Exercise material.
· · · ·
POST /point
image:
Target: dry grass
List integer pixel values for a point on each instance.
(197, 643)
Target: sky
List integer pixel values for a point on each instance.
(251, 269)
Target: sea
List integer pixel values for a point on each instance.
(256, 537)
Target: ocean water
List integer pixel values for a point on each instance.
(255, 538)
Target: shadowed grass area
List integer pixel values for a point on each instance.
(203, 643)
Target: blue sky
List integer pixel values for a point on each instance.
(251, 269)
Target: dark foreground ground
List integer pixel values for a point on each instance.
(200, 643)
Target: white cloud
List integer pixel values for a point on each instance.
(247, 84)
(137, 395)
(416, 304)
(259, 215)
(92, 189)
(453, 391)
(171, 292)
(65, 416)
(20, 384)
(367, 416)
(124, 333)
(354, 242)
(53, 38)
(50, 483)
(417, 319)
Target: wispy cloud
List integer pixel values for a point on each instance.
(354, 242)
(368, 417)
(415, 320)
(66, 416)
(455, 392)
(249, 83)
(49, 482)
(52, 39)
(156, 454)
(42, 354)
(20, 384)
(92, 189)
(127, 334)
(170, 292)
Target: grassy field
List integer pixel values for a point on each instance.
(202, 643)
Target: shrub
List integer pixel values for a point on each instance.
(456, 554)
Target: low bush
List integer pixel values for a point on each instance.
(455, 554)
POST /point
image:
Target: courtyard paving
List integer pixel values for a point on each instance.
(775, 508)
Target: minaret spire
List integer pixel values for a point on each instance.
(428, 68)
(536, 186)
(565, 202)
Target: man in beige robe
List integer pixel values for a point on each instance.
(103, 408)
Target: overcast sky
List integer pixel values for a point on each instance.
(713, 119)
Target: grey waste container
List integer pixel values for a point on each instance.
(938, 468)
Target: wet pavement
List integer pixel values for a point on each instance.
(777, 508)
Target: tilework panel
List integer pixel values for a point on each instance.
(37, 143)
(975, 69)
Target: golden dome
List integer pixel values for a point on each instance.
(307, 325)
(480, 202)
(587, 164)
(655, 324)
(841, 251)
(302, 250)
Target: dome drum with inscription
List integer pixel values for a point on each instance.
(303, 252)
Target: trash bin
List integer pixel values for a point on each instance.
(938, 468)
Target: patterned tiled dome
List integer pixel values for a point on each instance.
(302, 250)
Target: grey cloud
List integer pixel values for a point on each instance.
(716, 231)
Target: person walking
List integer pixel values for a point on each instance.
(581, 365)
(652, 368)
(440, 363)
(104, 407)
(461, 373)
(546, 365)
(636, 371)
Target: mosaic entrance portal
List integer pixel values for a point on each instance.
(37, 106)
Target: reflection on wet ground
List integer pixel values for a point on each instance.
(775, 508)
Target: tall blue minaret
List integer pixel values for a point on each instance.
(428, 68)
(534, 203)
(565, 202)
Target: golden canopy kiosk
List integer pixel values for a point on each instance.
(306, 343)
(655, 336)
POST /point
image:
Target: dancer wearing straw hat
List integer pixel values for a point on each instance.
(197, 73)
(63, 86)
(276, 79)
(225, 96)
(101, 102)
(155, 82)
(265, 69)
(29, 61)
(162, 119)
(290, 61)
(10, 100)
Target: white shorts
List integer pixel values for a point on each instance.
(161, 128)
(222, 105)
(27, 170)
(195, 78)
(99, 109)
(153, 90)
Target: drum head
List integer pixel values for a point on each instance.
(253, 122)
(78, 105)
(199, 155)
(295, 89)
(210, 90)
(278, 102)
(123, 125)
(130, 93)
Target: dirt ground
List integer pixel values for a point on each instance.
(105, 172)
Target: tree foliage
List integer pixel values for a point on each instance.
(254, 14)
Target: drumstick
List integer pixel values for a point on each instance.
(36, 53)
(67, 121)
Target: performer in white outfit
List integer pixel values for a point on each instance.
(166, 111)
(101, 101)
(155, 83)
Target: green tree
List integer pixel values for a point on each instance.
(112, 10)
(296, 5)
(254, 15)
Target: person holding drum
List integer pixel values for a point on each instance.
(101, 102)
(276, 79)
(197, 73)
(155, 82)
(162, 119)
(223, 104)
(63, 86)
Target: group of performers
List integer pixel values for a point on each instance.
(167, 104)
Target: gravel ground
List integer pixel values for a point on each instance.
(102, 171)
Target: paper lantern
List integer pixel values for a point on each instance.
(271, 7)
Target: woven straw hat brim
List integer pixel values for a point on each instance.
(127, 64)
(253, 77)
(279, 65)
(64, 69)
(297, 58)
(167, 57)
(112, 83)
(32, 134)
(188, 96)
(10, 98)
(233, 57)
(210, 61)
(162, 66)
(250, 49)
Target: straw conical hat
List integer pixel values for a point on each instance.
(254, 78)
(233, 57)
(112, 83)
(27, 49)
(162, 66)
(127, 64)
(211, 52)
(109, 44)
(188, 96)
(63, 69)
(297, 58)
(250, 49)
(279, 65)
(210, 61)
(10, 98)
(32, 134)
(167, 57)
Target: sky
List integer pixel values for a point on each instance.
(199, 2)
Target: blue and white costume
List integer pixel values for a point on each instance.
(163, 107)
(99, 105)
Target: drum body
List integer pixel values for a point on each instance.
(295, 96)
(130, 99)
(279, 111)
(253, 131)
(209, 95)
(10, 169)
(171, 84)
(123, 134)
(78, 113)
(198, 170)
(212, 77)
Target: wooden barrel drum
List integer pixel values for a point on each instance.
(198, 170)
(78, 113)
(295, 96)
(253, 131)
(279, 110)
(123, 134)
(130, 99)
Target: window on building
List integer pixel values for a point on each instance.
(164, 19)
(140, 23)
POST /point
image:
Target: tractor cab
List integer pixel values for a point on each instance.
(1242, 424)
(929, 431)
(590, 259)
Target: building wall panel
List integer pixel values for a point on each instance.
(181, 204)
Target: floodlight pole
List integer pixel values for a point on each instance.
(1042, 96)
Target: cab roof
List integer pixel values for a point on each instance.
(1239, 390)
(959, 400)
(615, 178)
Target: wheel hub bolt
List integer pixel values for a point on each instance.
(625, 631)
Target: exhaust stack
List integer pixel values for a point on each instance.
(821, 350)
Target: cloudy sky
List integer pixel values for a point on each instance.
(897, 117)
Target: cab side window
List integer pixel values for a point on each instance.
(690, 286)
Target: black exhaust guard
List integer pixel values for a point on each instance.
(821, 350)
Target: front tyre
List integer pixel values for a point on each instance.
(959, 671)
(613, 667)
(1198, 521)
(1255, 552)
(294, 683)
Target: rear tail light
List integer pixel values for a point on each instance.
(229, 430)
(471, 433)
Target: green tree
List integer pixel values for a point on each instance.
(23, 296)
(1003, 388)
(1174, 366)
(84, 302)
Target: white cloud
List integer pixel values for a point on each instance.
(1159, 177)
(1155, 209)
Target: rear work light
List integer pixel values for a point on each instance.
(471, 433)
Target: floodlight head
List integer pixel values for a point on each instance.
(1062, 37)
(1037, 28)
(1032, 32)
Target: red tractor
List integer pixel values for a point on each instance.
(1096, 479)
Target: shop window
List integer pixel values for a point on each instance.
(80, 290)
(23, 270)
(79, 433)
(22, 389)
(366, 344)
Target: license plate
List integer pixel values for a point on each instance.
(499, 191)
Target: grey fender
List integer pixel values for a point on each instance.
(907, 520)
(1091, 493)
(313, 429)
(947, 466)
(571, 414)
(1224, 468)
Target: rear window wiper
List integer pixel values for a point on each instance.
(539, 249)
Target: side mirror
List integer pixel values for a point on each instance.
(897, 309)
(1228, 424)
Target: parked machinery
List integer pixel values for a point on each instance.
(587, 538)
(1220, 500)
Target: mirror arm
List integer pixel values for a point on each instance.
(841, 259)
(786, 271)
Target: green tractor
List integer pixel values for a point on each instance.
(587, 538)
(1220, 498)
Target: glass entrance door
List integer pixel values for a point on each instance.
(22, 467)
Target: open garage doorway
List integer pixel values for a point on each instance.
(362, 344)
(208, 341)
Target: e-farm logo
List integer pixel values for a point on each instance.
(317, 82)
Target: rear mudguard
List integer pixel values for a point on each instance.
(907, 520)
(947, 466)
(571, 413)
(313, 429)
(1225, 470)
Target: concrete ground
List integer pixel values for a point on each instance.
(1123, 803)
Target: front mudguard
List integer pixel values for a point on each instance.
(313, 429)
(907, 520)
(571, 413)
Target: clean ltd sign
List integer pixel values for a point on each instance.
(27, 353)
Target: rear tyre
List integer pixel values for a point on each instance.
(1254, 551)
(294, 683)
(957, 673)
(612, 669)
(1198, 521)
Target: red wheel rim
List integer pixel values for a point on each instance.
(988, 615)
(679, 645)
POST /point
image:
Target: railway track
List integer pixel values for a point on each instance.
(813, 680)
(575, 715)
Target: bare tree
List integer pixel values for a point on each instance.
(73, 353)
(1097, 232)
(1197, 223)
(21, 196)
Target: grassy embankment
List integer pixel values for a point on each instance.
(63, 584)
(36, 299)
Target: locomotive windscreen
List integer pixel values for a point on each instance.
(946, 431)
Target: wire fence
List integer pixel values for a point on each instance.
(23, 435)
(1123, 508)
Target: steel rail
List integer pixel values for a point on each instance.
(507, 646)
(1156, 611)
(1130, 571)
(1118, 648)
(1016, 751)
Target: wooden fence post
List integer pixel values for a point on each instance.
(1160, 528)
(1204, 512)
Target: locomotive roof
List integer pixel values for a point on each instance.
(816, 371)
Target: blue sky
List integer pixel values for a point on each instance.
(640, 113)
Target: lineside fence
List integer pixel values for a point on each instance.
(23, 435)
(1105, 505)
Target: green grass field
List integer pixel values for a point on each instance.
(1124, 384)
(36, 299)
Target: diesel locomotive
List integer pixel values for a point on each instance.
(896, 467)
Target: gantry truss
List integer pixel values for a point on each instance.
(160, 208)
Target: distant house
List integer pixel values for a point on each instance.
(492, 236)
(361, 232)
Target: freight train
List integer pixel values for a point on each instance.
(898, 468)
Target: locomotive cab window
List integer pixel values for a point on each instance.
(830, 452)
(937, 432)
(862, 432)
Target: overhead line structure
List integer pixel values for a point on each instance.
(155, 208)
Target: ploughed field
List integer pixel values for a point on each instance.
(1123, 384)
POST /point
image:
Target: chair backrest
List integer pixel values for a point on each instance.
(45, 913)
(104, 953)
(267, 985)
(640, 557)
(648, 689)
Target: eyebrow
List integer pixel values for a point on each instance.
· · · ·
Problem statement. Rewrite the records starting with the line containing "Target: floodlight head" and going on through the line containing "(1096, 479)", changing "red tractor" to "farm tractor" and leaving everything else as it is. Give back only those lines.

Finished task.
Target: floodlight head
List integer pixel values for a point on each instance.
(1062, 37)
(1037, 28)
(1032, 32)
Target: farm tractor
List integer pixel values for a point on each instance.
(1096, 479)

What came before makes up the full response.